## What to produce
Could you print every line of the records below word for word, leaving out the pictures?
● ● ● ● ●
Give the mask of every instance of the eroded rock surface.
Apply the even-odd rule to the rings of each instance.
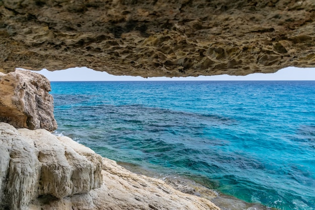
[[[0,73],[0,122],[16,127],[57,129],[50,83],[41,75],[17,70]]]
[[[0,209],[216,209],[70,138],[0,123]]]
[[[313,0],[3,0],[0,68],[142,77],[315,66]]]

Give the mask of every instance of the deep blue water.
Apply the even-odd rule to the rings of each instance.
[[[315,209],[315,81],[51,86],[58,131],[104,157],[247,202]]]

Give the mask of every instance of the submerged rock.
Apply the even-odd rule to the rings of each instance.
[[[0,122],[18,128],[57,129],[49,81],[30,71],[0,73]]]
[[[0,123],[0,209],[217,209],[65,136]]]
[[[3,0],[0,26],[6,72],[87,66],[171,77],[315,66],[313,0]]]

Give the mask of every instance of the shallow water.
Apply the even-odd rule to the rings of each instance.
[[[248,202],[315,209],[315,82],[51,85],[57,131],[104,157]]]

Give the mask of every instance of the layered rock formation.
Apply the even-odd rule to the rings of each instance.
[[[1,209],[217,209],[70,138],[0,123]]]
[[[50,83],[30,71],[0,73],[0,122],[16,127],[57,129]]]
[[[315,66],[313,0],[3,0],[0,68],[142,77]]]

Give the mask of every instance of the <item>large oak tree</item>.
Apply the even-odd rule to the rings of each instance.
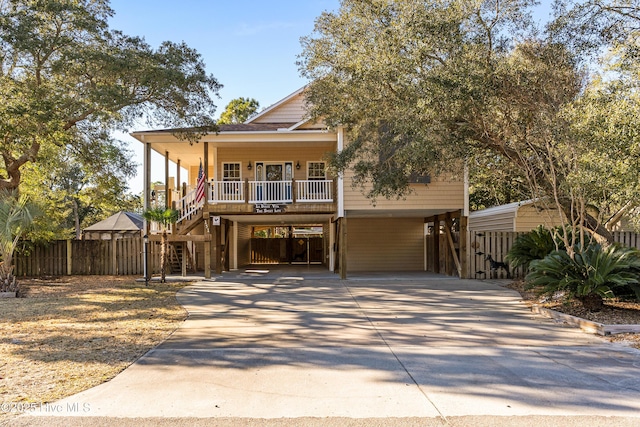
[[[0,2],[0,190],[18,189],[43,147],[90,165],[141,118],[213,128],[220,85],[200,55],[112,30],[112,14],[107,0]]]
[[[640,201],[638,1],[557,1],[544,29],[534,6],[343,0],[321,15],[299,64],[311,115],[348,131],[333,167],[372,182],[370,196],[391,197],[416,172],[499,156],[531,197],[610,239],[606,215],[591,207]],[[615,72],[596,62],[603,52],[617,52]]]

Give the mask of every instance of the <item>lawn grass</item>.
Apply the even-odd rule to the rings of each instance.
[[[23,281],[24,298],[0,301],[0,421],[108,381],[164,341],[187,317],[175,297],[185,285]]]

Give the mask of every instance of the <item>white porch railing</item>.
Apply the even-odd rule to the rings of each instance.
[[[293,203],[292,181],[250,181],[249,203]]]
[[[296,181],[297,202],[333,202],[333,181]]]
[[[208,197],[210,203],[244,203],[244,182],[210,182]]]
[[[149,221],[149,233],[150,234],[162,234],[162,225],[159,222]],[[173,224],[167,226],[167,234],[173,233]]]
[[[206,185],[206,199],[209,203],[245,203],[245,183],[243,181],[211,181]],[[295,181],[249,181],[251,204],[261,203],[331,203],[333,202],[332,180]],[[191,218],[204,204],[196,202],[196,191],[191,190],[176,201],[179,211],[178,222]]]
[[[189,191],[186,196],[176,203],[176,208],[180,212],[178,222],[185,218],[190,218],[202,205],[204,205],[204,199],[200,200],[200,203],[196,202],[196,190]]]

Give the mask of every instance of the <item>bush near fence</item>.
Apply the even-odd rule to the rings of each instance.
● ● ● ● ●
## Full solution
Give the mask of every instance of the eroded rock surface.
Apply the even-odd rule to the rings of each instance.
[[[0,73],[0,122],[16,127],[57,129],[50,83],[41,75],[17,70]]]
[[[0,209],[216,209],[70,138],[0,123]]]
[[[313,0],[3,0],[0,68],[142,77],[315,66]]]

Give the mask of every instance of the deep blue water.
Apply the even-odd rule to the rings of each instance.
[[[315,209],[315,81],[51,86],[58,131],[104,157],[247,202]]]

Give the mask of every instance of the submerged rock.
Apply the even-odd rule to the rings of each instance.
[[[0,122],[18,128],[57,129],[49,81],[30,71],[0,73]]]
[[[0,123],[0,209],[217,209],[65,136]]]
[[[3,0],[0,26],[6,72],[87,66],[171,77],[315,66],[313,0]]]

Give the mask of every instance of the shallow water.
Apply the even-odd rule to the rings of each instance.
[[[248,202],[315,209],[315,82],[51,85],[57,131],[104,157]]]

Give the mask of every instance of the layered rock formation.
Apply the even-odd rule to the rings of each instance.
[[[1,209],[217,209],[70,138],[0,123]]]
[[[50,83],[30,71],[0,73],[0,122],[16,127],[57,129]]]
[[[315,66],[313,0],[3,0],[0,68],[142,77]]]

Give the mask of every instance of the <item>large oak tree</item>.
Apply the even-odd rule to the rings of each instance.
[[[0,2],[0,190],[18,189],[43,147],[90,165],[141,118],[213,128],[220,85],[200,55],[112,30],[112,14],[107,0]]]
[[[640,201],[638,1],[557,1],[544,29],[534,6],[343,0],[321,15],[299,64],[311,115],[348,131],[333,167],[372,182],[370,196],[391,197],[416,172],[499,156],[531,197],[610,239],[606,215],[591,207]],[[615,72],[596,62],[603,52],[617,52]]]

Give the mask of every instance of the <item>lawn grass</item>.
Apply the even-odd rule to the rings of each instance.
[[[23,281],[24,298],[0,301],[0,421],[108,381],[164,341],[187,317],[175,297],[185,285]]]

Give the mask of every instance of the <item>white porch railing</item>.
Apply the even-odd rule to the rings of each instance.
[[[293,203],[292,181],[250,181],[249,203]]]
[[[296,181],[297,202],[333,202],[333,181]]]
[[[208,197],[210,203],[244,203],[244,182],[210,182]]]
[[[149,221],[149,233],[150,234],[162,234],[162,225],[159,222]],[[173,224],[167,226],[167,234],[173,233]]]
[[[206,185],[206,199],[209,203],[245,203],[245,183],[243,181],[211,181]],[[295,181],[249,181],[251,204],[261,203],[331,203],[333,202],[332,180]],[[191,218],[204,204],[196,202],[196,191],[191,190],[176,201],[179,211],[178,222]]]
[[[189,191],[186,196],[176,203],[176,208],[180,212],[178,222],[185,218],[190,218],[202,205],[204,205],[204,199],[200,200],[200,203],[196,202],[196,190]]]

Give the mask of every instance of the <item>bush near fence</item>.
Apply the even-odd rule to the rings of each instance.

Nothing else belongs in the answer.